**Problem to work on:** At the line containing "Expected behaviour: for every instance of the yellow van", begin retyping, and stop after the last line of the data; add nothing.

Start of Supplied information

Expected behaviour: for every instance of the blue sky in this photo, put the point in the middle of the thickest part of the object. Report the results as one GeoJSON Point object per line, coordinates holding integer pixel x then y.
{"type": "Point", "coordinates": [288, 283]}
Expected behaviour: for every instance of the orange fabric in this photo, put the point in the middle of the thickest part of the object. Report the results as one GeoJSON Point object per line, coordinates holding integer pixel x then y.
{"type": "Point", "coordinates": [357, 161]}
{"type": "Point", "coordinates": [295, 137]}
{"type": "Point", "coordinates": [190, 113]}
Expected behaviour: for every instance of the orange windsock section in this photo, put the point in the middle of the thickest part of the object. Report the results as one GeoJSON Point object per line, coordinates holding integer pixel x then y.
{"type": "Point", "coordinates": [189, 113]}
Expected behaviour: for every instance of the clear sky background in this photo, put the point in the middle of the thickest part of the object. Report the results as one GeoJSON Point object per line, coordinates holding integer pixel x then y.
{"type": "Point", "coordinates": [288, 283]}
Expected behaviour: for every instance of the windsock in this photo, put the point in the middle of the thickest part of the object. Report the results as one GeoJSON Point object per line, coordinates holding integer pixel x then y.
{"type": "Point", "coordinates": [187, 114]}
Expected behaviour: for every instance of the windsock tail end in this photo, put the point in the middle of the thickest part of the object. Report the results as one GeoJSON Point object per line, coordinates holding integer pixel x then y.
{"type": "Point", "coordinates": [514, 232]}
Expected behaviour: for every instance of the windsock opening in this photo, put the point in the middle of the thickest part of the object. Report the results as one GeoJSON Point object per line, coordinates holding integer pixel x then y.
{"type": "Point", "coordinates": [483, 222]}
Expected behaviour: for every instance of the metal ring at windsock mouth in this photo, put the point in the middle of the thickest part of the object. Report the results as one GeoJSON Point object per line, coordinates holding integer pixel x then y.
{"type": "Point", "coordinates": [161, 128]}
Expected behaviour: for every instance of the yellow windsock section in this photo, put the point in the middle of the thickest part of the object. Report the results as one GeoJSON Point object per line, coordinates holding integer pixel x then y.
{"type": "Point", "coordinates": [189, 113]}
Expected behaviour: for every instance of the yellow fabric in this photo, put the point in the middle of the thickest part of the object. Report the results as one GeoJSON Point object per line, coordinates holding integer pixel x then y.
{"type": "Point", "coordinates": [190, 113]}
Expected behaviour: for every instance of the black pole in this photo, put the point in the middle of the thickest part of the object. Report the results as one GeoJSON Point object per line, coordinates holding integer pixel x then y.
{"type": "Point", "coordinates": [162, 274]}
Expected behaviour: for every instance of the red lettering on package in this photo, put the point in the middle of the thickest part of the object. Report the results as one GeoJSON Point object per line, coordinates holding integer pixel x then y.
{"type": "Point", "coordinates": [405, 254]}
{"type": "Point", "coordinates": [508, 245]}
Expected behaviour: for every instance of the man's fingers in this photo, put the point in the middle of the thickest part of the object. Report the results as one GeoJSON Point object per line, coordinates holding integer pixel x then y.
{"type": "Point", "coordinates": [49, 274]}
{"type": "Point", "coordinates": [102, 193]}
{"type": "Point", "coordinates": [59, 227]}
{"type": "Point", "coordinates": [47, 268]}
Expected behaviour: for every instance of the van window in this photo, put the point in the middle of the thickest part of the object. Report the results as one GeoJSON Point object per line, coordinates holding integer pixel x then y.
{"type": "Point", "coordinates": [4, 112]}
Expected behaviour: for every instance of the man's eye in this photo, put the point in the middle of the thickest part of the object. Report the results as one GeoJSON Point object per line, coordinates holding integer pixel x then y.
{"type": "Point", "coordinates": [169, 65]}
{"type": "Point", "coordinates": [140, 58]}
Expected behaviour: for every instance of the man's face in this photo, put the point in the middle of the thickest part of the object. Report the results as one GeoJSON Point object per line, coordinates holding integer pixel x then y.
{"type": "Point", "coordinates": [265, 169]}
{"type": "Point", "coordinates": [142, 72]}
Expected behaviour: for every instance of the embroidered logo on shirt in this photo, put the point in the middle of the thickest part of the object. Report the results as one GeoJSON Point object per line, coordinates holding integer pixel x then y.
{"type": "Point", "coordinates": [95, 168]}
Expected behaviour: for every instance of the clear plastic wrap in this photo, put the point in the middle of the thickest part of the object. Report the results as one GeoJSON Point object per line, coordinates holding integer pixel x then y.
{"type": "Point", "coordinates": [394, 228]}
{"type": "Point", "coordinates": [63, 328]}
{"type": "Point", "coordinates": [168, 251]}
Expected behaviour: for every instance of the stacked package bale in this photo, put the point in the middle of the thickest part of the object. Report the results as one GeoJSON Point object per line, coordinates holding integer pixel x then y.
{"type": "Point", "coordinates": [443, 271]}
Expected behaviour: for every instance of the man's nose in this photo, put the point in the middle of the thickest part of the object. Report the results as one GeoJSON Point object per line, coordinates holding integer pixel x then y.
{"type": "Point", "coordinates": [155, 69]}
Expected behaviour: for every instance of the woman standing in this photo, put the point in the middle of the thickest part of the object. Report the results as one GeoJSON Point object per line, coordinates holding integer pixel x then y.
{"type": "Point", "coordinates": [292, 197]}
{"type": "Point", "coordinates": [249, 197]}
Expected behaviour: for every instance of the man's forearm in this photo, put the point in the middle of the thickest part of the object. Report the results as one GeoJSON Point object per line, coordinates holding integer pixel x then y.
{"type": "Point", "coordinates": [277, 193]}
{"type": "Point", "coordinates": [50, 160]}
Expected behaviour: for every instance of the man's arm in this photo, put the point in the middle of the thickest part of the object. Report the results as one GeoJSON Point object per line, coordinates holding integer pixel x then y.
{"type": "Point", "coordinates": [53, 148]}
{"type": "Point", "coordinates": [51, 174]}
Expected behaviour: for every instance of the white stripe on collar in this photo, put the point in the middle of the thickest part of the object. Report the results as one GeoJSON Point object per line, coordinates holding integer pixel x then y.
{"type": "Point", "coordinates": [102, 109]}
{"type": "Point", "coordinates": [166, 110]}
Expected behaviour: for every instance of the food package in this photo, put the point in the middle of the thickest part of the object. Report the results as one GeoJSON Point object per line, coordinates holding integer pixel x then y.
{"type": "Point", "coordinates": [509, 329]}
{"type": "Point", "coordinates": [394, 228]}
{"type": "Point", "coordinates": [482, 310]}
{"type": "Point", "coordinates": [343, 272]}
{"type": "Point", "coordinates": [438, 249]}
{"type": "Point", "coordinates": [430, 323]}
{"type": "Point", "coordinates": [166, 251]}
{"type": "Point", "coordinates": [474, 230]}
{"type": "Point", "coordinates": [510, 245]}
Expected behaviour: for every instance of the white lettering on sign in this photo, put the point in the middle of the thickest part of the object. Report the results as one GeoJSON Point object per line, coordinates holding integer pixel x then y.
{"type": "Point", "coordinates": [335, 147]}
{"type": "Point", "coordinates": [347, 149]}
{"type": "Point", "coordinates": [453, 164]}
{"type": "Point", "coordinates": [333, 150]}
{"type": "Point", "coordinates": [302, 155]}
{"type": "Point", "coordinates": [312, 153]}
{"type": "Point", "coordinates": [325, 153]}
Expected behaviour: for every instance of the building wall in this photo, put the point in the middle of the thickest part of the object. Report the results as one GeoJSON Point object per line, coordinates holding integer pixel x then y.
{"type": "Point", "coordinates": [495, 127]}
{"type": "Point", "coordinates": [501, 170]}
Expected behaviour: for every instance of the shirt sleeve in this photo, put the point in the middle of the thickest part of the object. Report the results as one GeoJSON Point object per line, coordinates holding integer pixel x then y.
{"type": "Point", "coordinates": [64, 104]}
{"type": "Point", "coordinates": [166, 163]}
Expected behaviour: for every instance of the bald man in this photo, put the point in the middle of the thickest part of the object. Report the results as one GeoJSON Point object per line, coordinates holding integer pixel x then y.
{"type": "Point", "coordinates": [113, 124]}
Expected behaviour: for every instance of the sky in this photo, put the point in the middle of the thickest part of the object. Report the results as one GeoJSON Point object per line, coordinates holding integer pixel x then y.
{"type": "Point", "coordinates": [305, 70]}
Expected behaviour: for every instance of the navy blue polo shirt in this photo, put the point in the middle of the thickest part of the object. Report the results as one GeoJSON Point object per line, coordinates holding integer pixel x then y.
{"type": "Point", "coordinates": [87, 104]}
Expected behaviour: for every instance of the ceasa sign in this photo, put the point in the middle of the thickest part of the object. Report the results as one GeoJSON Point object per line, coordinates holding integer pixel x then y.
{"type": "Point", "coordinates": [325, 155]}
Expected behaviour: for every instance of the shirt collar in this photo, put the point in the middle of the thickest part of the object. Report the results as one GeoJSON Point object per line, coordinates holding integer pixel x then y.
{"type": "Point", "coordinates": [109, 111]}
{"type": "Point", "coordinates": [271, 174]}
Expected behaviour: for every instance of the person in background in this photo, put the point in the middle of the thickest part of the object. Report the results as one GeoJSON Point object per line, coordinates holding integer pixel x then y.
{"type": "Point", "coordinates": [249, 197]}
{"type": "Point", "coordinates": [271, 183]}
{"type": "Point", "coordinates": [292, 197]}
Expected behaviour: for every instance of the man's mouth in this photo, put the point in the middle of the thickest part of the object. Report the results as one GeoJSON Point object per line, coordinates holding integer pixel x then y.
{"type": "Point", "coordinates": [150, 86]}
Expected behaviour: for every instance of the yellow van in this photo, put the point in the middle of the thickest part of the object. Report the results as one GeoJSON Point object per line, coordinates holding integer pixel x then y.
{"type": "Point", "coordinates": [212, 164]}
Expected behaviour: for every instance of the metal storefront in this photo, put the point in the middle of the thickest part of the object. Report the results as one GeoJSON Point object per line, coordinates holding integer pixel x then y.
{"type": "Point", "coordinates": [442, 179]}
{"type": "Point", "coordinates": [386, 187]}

End of Supplied information

**Response area:**
Expected behaviour: for every instance of the yellow van in this photo, put the point in the middle of the thickest part of the object. Report the results as one GeoJSON Point object per line, coordinates holding integer pixel x then y.
{"type": "Point", "coordinates": [212, 164]}
Expected behaviour: for every instance of the metal storefront in this photo, put the point in the middle of the thickest part of the object. Report the results as one GeoJSON Point object per line, coordinates holding integer pixel x then y.
{"type": "Point", "coordinates": [442, 179]}
{"type": "Point", "coordinates": [386, 187]}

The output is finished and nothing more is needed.